• Texto de lectura:
:::::

Opinión

Juez ordena a parapolíticos devolver dineros

Las tensiones entre un “Estado decente” y un proyecto estatal mafioso adquieren notoriedad.

08 de mayo 2018 , 12:00 a.m.

Después de investigaciones académicas y debates políticos vehementes, la alianza entre políticos, mafias del narcotráfico y grupos paramilitares quedó totalmente al descubierto. Las Cooperativas de Seguridad –'Convivir'–, como se sabe, fue la institucionalidad armada privada que, detrás de la fachada de combatir a la guerrilla, estructuró el proyecto de organización de poder nacional y control territorial de un verdadero “paraestado mafioso”.

:::::

Indica si cada afirmación coincide con la columna y cita las palabras exactas que lo deciden. (a) La columna lleva fecha de mayo de 2018. (b) Según la columna, la alianza entre políticos, mafias del narcotráfico y grupos paramilitares sigue oculta. (c) La columna presenta a las Convivir como una organización cuyo fin real era combatir a la guerrilla.

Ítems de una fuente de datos
:::::

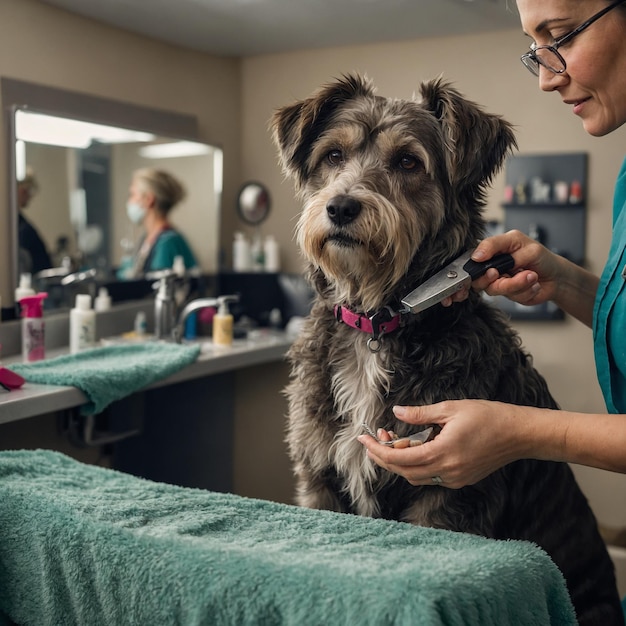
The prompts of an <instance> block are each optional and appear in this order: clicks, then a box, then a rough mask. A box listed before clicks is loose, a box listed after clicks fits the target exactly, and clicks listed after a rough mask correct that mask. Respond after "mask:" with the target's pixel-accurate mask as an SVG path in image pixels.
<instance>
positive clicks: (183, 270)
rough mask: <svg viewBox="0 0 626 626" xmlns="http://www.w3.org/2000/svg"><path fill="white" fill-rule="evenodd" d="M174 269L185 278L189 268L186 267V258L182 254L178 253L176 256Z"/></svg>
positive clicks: (172, 268)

:::::

• Resultado:
(a) Sí: «08 de mayo 2018».
(b) No: «quedó totalmente al descubierto».
(c) No: «detrás de la fachada de combatir a la guerrilla».